Na zijn eerste Hollywood-avontuur schreef hij in vier dagen het script voor Omar, een tragedie over een gewone jongen die verstrikt raakt in de netten van zowel de Mossad als de Palestijnse vrijheidsstrijders. Ook Omar werd, in 2013, genomineerd voor een Oscar. En het begon opnieuw. De hoop op een Palestijnse Oscar groeide weer. Er was een speciale filmvoorstelling bij de Verenigde Naties. Abu-Assad werd gek van de interviews over de Palestijnse kwestie.

‘Ik ben depressief geweest, ja, heel depressief.’ Hij lacht niet. ‘Langer dan een jaar. Tijdens het hele Oscar-gedoe in 2013 was ik zo depressief. Als je gaat vechten tegen de depressie, wordt het alleen maar erger. De depressie moet zichzelf opeten.’

Datzelfde jaar raakte hij diep geroerd door het verhaal van Mohammed Assaf uit Gaza. Het lukte deze jonge zanger om te vluchten naar Egypte en auditie te doen voor Arab Idol. Hij kwam verder en verder in het programma. Zijn bijnaam werd ‘de raket’. Tijdens de finale stonden de straten van de Westelijke Jordaanoever en Gaza vol. De ontlading was enorm toen Assaf won. Abu-Assad stond ook in de menigte. Hij bewerkte het verhaal tot de film The Idol, die deze zomer in de bioscopen overal ter wereld te zien is. Op het eerste gezicht een feelgood movie. Als je iets verder kijkt niet.

==========

**Vragen en opdrachten**
A. Waarom moet je volgens Abu-Assad in het stuk over hem niet tegen een depressie vechten? Geef de uitleg in één tot drie zinnen.
B. Welke bijnaam kreeg Mohammed Assaf volgens het stuk over Abu-Assad?
C. Schrijf het stuk over Abu-Assad verder vanaf de laatste zin.

==========

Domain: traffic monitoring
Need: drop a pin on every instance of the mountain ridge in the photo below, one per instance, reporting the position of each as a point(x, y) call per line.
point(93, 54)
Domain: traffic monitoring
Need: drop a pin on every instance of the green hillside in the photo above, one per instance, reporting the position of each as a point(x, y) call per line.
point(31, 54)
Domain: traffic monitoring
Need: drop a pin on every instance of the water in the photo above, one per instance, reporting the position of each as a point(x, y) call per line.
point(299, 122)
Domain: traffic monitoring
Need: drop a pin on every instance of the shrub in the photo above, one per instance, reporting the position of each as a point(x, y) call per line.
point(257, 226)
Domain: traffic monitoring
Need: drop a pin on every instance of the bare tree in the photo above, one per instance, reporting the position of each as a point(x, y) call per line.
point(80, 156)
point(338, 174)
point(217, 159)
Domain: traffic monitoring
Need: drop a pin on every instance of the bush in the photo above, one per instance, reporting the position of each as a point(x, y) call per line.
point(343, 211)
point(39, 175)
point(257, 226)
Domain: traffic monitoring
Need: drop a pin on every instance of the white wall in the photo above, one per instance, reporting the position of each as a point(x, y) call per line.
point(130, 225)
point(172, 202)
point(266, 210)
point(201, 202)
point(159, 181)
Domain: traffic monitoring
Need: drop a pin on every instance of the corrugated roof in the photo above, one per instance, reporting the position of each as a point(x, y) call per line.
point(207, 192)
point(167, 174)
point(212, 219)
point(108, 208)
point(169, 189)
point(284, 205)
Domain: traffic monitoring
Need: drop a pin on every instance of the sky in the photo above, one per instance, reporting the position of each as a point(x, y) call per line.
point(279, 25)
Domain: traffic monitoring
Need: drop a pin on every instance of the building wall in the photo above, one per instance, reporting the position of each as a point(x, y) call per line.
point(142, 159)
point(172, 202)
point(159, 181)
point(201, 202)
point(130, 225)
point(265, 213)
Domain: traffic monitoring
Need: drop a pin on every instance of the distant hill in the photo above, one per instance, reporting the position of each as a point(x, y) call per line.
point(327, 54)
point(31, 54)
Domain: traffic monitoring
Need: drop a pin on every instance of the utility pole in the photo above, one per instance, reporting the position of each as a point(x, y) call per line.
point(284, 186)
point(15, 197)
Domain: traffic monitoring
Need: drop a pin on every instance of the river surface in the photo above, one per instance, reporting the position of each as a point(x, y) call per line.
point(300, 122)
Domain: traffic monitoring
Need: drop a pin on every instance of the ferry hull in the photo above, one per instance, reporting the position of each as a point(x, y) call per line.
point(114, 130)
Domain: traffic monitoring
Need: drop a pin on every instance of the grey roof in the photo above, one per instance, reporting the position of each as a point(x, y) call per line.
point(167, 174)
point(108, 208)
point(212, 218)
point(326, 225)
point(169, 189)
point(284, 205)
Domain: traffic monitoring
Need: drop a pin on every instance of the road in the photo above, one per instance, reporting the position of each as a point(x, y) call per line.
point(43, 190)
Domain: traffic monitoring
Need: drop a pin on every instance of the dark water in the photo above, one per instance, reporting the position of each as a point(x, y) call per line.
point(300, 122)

==========

**Jouw antwoorden**
A. Als je tegen de depressie gaat vechten, wordt die volgens hem alleen maar erger. De depressie moet zichzelf opeten.

B. ‘De raket’.

C.
‘Het is het verhaal van een gewone jongen met talent die opeens groter wordt dan hij wil. Eigenlijk een ongelukkige jongen. Hij is veel groter dan ik ben, maar ik begrijp zijn probleem en heb daar ook veel last van gehad. Je wilt jezelf wel in de strijd gooien, maar als de hoop op jou wordt gevestigd, is dat pijnlijk. Je bent geen politicus en je hebt eigenlijk geen macht.’

Lesje geleerd

Nu is Abu-Assad weer in Hollywood voor een grote film. Dit keer bij een serieuze producent. Zijn gezicht staat groot op de site van The Hollywood Reporter, naast dat van acteurs Idris Elba en Kate Winslet. De opnames zijn uitgesteld tot komende winter. Maar Abu-Assad wil het er niet over hebben. ‘Niks is zeker hier. Ik heb mijn lesje geleerd.’ Hij heeft de woorden van Mickey Rourke ter harte genomen.

‘Ik neem Hollywood niet serieus. Wat ik serieus neem, is wat ik schrijf. Toen de film met Idris Elba was uitgesteld, dacht ik: weet je wat, ik ga weer schrijven. Het plezierigst zijn de schrijfperiode en de edit-periode. Ik ben gelukkig nu, ook al is het misschien niet goed wat ik schrijf.

Ik neem Hollywood niet serieus. Wat ik serieus neem, is wat ik schrijf.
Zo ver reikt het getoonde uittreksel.